Exercise brief
Copy out only those lines running from the line with "of the padded" to the end of the listing, keeping each one exactly as it is.

(Coordinate labeling data)
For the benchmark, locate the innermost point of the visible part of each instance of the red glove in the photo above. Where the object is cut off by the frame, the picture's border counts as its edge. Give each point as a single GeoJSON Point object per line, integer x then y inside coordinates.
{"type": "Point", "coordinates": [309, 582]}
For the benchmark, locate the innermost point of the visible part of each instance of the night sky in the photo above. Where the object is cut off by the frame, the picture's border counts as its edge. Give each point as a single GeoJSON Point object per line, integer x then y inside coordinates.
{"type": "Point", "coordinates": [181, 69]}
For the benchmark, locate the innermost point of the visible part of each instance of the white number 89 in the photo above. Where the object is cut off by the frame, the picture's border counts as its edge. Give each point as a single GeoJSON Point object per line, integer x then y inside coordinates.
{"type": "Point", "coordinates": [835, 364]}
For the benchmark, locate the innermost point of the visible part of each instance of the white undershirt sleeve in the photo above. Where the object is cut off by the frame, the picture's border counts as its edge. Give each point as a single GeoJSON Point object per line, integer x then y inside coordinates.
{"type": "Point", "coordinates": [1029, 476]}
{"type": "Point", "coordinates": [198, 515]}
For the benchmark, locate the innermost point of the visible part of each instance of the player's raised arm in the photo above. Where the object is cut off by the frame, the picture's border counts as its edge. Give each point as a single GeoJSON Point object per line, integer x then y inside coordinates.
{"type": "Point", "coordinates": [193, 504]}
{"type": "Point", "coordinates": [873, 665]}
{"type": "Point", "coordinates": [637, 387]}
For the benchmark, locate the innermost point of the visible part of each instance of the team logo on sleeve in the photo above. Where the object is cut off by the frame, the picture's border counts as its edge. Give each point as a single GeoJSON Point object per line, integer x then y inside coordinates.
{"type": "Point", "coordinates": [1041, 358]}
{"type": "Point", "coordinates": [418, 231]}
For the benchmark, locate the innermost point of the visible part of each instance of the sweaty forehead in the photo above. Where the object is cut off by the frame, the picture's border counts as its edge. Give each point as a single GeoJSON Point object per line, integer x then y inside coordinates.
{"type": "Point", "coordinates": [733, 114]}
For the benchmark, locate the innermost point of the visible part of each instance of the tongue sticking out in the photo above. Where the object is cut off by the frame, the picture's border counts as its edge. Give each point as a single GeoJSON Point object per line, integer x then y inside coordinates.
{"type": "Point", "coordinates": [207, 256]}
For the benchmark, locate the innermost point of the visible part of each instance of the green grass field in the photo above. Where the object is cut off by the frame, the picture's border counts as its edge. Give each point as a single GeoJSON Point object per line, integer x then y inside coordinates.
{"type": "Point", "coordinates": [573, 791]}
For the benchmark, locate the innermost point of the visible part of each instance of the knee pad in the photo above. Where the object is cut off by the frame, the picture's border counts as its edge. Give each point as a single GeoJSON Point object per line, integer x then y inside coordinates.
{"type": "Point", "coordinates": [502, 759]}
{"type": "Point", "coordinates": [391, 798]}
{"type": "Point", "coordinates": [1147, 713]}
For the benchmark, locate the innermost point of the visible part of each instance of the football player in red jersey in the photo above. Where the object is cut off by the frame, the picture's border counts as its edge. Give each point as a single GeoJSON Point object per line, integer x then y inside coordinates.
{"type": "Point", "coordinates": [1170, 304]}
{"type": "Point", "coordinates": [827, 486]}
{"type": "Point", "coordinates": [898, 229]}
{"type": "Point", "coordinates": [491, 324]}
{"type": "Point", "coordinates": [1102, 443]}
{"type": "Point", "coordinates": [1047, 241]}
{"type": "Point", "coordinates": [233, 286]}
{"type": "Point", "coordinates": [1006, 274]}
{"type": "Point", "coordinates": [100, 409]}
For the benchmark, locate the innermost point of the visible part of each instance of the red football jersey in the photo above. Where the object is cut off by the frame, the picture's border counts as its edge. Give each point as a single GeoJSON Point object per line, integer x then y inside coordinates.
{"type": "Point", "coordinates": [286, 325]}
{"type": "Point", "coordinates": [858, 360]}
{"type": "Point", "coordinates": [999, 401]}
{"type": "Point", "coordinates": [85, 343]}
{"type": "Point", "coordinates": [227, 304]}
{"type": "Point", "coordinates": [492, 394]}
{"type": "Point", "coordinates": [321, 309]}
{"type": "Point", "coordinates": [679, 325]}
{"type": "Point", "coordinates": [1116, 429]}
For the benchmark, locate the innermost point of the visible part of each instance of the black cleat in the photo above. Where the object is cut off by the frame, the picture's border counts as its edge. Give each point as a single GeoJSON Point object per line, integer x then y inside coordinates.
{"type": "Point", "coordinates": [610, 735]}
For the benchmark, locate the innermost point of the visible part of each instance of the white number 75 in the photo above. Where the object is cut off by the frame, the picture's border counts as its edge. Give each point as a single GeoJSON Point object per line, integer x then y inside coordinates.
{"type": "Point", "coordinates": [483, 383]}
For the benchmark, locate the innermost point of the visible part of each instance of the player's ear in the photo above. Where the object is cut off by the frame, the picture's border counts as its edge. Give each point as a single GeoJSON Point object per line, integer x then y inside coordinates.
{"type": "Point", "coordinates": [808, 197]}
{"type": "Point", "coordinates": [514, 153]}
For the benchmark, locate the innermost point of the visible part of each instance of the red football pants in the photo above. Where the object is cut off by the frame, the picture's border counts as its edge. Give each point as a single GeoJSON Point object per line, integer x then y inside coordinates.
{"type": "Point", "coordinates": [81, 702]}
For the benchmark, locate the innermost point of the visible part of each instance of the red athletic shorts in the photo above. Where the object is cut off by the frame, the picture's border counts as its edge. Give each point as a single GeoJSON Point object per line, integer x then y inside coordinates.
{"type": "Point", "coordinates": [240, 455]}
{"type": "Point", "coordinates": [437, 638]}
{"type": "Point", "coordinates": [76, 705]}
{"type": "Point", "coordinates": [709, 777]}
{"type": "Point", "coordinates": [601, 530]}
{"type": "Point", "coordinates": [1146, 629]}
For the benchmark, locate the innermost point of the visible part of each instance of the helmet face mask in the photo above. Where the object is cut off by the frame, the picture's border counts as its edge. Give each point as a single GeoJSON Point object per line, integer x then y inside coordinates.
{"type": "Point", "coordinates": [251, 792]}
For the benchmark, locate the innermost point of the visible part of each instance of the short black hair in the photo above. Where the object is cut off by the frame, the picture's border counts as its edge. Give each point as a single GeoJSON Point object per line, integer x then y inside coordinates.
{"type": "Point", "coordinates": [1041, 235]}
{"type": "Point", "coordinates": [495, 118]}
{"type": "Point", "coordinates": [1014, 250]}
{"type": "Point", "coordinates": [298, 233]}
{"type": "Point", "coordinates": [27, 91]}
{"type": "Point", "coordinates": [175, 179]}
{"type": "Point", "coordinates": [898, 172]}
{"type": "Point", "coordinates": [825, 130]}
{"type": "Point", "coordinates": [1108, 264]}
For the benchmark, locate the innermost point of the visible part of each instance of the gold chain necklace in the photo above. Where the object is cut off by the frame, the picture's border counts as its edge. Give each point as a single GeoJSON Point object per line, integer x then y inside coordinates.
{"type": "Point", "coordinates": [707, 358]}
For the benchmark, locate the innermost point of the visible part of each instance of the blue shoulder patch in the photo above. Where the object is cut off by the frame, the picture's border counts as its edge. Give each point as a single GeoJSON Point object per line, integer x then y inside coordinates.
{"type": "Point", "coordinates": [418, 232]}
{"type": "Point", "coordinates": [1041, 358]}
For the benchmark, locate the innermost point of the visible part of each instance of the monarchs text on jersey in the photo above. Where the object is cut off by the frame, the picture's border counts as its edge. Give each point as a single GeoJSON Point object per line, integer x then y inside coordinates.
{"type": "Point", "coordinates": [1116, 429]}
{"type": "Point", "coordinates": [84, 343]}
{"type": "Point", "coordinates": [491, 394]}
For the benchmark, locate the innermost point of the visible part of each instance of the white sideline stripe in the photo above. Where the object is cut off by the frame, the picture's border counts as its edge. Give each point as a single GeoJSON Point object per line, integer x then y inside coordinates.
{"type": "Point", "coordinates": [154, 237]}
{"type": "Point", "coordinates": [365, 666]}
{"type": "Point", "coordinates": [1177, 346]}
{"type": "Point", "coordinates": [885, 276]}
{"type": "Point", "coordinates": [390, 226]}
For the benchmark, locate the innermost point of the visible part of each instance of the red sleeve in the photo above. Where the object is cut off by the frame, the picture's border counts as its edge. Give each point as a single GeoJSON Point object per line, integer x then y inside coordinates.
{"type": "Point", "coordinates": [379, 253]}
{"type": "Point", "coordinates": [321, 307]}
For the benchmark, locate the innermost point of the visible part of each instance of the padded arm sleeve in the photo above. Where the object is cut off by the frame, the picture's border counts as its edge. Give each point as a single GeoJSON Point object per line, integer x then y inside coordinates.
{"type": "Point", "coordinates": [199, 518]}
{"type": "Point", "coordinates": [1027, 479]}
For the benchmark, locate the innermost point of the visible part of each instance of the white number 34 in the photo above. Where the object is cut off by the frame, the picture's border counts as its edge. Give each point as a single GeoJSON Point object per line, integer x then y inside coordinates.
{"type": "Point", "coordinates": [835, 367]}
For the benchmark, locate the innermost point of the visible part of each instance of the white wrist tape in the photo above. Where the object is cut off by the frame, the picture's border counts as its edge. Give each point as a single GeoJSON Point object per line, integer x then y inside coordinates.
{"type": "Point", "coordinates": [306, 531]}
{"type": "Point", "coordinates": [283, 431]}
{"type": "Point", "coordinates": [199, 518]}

Correct answer
For the benchmark, locate the innermost point of the visible part of each instance of the padded arm sleeve in the photo above. Where the object is cut off by the frame, the picture's border counts as its edge. Give each point as a single GeoJSON Point object per line, integer x then y inside coordinates.
{"type": "Point", "coordinates": [199, 518]}
{"type": "Point", "coordinates": [1027, 479]}
For the benchmark, locate the innermost point of the visible part of each instance of the white number 34 in the photo above. Where the object is cut off by the frame, the picture's border counts as its edge. Give each point as a single GeoJSON Point object per line, integer x then y inside coordinates.
{"type": "Point", "coordinates": [835, 367]}
For the benchmark, locate the innermost point of the visible part of each instance of the white wrist tape in the photo above. Where the object is cut off by the frame, the picture's border counts as its edge. Give each point as a single GeoJSON Point object per line, integer x then y inside coordinates.
{"type": "Point", "coordinates": [306, 531]}
{"type": "Point", "coordinates": [283, 431]}
{"type": "Point", "coordinates": [199, 518]}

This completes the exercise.